*** Dataset records

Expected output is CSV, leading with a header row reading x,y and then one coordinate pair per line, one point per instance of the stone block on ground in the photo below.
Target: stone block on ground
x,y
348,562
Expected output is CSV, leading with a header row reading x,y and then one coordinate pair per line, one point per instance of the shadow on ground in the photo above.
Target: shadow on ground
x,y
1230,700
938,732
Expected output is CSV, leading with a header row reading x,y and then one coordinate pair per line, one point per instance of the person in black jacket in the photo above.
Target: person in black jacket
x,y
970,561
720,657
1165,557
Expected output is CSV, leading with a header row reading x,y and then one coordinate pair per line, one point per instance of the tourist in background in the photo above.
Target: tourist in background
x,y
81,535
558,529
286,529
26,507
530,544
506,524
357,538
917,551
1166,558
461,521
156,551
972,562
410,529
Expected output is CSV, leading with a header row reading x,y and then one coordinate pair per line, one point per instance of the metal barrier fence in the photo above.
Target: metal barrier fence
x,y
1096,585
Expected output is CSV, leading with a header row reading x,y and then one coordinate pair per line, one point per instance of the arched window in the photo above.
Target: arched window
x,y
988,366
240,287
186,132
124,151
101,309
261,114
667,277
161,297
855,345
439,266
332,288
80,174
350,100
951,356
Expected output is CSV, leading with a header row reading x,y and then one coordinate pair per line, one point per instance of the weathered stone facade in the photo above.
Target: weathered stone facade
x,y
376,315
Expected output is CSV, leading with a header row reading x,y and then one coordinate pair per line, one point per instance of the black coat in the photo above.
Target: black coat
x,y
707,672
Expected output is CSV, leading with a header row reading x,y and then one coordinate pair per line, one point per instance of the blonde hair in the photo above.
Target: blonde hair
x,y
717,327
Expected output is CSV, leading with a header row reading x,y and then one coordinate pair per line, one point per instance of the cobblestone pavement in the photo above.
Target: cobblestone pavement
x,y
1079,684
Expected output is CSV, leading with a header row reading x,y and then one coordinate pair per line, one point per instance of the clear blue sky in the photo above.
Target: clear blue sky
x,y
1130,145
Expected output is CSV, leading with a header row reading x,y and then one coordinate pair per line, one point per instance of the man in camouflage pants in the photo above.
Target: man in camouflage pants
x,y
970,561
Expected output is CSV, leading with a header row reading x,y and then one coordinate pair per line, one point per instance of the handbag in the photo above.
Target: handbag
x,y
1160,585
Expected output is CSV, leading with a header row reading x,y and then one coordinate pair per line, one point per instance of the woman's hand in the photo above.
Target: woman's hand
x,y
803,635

******

What you have to do ->
Set down only these lines, exactly: the one containing "Target: man in camouflage pants" and each line after it through the end of the entries above.

Answer section ->
Target: man in camouflage pants
x,y
970,561
Expected output is CSV, leading with a header row reading x,y and then one coordinate pair per line, one point per instance of the handbag in the photo above.
Target: handbag
x,y
1160,585
Expected output is CSV, leading with a header row reading x,y and then one coordinate pair per line, one point per instance of the woman's hand in the photo above.
Target: woman's hand
x,y
803,635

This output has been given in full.